Exercise brief :: Which lines in the records below include the word "grass"? Report each of them in full.

Supplied material ::
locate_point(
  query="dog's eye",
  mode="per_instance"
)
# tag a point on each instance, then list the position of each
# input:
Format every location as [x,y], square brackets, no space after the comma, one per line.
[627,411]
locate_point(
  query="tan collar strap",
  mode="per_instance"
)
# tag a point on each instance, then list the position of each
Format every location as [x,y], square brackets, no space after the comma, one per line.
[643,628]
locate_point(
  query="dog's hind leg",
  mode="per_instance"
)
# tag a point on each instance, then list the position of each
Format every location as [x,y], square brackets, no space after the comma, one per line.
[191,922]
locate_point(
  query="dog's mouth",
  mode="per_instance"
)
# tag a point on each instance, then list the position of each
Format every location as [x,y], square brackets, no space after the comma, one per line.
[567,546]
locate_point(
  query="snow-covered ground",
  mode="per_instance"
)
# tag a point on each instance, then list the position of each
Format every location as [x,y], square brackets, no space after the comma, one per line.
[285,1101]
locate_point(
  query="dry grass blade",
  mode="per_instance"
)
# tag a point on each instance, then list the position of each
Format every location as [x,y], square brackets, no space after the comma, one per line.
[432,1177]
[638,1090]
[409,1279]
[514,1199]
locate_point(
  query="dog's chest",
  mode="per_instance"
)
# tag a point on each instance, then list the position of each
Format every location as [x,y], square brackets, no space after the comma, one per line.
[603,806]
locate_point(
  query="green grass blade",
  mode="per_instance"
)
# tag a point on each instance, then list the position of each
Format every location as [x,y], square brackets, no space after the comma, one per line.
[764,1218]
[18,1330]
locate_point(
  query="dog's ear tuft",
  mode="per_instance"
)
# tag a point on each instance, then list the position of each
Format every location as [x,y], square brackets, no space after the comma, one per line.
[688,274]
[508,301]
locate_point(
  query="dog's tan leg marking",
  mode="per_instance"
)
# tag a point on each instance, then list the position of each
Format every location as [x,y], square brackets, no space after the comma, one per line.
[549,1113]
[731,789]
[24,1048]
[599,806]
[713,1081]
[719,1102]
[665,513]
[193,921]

Exercise response ::
  query="dry grass blade",
  query="green grass blade",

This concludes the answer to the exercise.